> [Qué se espera] Prolonga el texto sobre el poder y la terapia sistémica a partir de su última frase, manteniendo el mismo tono y estilo.

---- Extracto del documento

El poder es, sin duda, un tema importante en el universo relacional de las personas. Pero, desde la perspectiva sistémica, debemos reconocer que todos los individuos disponemos de cuotas o espacios de poder. Frente al poder que viene de fuera, social o tradicionalmente legitimado, encontramos el poder interno que se ejecuta en las propuestas de relación, en la danza y los juegos interpersonales.
El terapeuta no puede ignorar de qué forma las reglas sociales delimitan y restringen los significados y las acciones de los individuos. Pero eso no implica sostener que las personas no tengan capacidad para actuar en esos límites y también para cambiar las propias reglas de juego. Tampoco debe ignorar que es incluso legítimo escoger actuar dentro de esos mismos límites, sin cuestionarlos.
¿Debe ser, pues, la terapia revolucionaria o conservadora? La terapia ya es ambas cosas y ninguna. Nos movemos en un territorio sutil y pantanoso, el de cómo ser hombres y mujeres en una sociedad perpleja y líquida. No es extraño que algunos terapeutas se planteen la relación entre las restricciones sociales y el sufrimiento de las personas, a veces haciendo especial hincapié en la cuestión inevitable del género. No es una mera cuestión teórica, pues hay muertes que anuncian los periódicos. Llegados a este punto, algunos terapeutas se preguntan cómo cambia una sociedad. Añosa pregunta, que ya respondieran en el pasado filósofos de lustre. Las sociedades cambian cuando cambiamos a las personas; es decir, por la educación.

--------
---- Extracto de datos

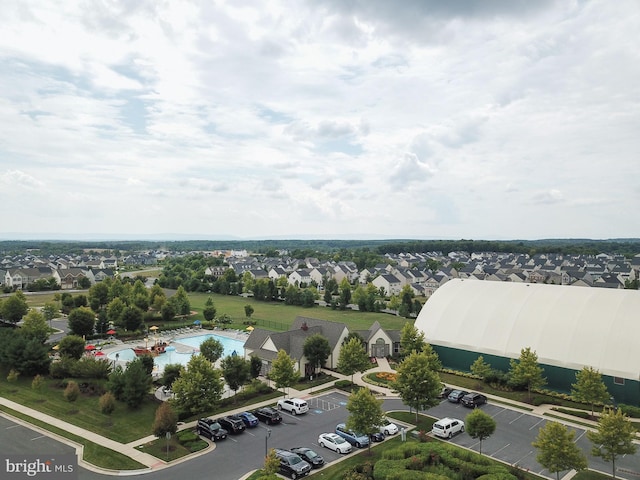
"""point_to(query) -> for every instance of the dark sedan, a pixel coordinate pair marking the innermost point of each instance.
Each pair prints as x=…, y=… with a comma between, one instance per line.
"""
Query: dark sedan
x=456, y=396
x=310, y=456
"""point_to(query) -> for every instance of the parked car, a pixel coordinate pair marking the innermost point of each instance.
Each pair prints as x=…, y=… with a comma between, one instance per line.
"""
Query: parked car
x=447, y=427
x=292, y=464
x=211, y=429
x=268, y=415
x=232, y=423
x=293, y=405
x=249, y=419
x=358, y=440
x=309, y=456
x=473, y=400
x=388, y=428
x=456, y=395
x=444, y=393
x=334, y=442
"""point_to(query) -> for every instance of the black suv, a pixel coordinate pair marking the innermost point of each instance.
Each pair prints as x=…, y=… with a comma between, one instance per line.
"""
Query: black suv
x=291, y=464
x=232, y=423
x=211, y=429
x=268, y=415
x=473, y=399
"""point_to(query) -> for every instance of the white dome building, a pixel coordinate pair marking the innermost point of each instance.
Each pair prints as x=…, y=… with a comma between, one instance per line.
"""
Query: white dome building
x=568, y=327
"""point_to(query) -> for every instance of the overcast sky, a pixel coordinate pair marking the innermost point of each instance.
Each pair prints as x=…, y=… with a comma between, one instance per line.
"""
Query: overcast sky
x=325, y=119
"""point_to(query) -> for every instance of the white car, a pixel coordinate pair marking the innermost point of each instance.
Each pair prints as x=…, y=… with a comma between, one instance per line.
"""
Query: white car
x=388, y=428
x=293, y=405
x=334, y=442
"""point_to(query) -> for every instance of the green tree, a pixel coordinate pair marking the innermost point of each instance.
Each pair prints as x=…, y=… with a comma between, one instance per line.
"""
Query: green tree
x=209, y=311
x=557, y=450
x=166, y=420
x=283, y=371
x=115, y=309
x=50, y=311
x=255, y=366
x=353, y=358
x=480, y=368
x=15, y=307
x=526, y=371
x=199, y=388
x=82, y=321
x=71, y=346
x=411, y=339
x=479, y=425
x=137, y=383
x=132, y=318
x=418, y=384
x=316, y=349
x=271, y=466
x=35, y=326
x=614, y=437
x=589, y=387
x=236, y=371
x=366, y=413
x=212, y=349
x=170, y=373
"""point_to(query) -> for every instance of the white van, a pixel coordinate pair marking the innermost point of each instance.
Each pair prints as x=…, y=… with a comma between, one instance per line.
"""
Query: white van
x=293, y=405
x=447, y=427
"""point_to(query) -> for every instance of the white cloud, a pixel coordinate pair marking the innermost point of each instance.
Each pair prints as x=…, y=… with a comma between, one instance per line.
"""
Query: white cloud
x=302, y=118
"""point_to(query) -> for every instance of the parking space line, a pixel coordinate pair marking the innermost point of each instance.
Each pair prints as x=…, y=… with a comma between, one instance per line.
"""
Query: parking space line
x=497, y=451
x=536, y=424
x=517, y=418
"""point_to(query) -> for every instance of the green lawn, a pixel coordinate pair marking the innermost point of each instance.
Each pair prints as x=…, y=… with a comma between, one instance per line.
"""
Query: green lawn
x=123, y=425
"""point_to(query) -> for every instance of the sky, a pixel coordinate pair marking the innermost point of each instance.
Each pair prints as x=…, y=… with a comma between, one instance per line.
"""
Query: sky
x=345, y=119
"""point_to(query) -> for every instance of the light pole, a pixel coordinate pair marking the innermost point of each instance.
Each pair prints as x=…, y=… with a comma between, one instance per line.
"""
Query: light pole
x=266, y=442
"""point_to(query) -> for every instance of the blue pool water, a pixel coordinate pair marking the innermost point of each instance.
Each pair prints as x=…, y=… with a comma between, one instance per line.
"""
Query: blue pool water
x=172, y=356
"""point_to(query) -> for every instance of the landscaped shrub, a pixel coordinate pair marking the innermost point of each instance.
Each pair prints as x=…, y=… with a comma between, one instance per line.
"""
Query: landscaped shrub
x=72, y=392
x=630, y=410
x=107, y=403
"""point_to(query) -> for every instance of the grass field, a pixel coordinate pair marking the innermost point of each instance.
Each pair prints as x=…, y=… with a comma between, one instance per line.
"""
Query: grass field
x=275, y=316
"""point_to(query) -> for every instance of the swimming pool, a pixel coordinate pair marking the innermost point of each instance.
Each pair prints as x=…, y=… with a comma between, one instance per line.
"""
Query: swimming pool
x=172, y=356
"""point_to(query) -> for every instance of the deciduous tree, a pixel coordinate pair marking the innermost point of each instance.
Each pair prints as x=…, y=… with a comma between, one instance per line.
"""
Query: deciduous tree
x=236, y=371
x=614, y=437
x=353, y=358
x=316, y=349
x=166, y=420
x=526, y=371
x=411, y=339
x=479, y=425
x=366, y=413
x=82, y=321
x=283, y=371
x=418, y=384
x=212, y=349
x=199, y=388
x=589, y=387
x=557, y=450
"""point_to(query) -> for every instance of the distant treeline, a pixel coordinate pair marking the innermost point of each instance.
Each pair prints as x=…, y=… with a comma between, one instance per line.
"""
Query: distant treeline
x=304, y=248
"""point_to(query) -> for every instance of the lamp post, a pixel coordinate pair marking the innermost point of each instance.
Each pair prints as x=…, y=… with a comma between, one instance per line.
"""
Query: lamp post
x=266, y=442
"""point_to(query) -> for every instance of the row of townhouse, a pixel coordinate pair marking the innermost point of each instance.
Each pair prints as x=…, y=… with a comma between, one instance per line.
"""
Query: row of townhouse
x=65, y=278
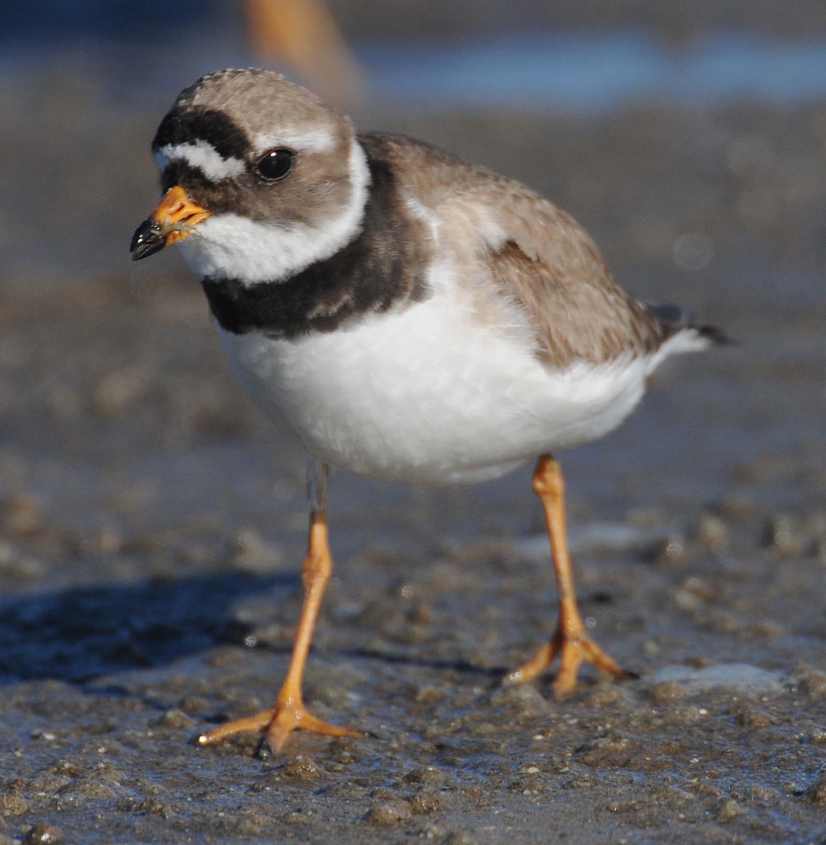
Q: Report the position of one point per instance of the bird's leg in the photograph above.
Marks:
(288, 713)
(570, 641)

--------

> [Respuesta esperada]
Pero a terapia acude gente que ya está educada y sobre la cual ya pesan los prejuicios y las formas dominantes de uso social. Las personas llegan a terapia porque a la vez quieren cambiar y conservar; esa es la dinámica misma de la vida. La terapia facilitará, si es lograda, ese cambio, sin deslegitimar lo que las personas desean mantener siempre que no sea eso la causa de sus sufrimientos. La terapia no enseña de forma directa, no va al asalto numantino de las murallas de ninguna ciudadela ideológica. No es esa su función. Y tampoco juzga, pues el terapeuta no se encuentra en ningún espacio privilegiado que legitime su juicio por encima de otros. El arte de la terapia consiste, a mi modo de ver, en comprender y preguntar; y llevar a las personas, por medio de un hábil interrogatorio, a que vean lo que ahora no ven. No plantándoselo ante los ojos, en actitud de falso paternalismo, sino facilitando que su mirada pueda enfocar otras cosas, lo no visto. Es un proceder socrático, que ha de conducir a las personas a su propio estado de perplejidad o aporía, a partir del cual se les haga necesaria una mirada diferente.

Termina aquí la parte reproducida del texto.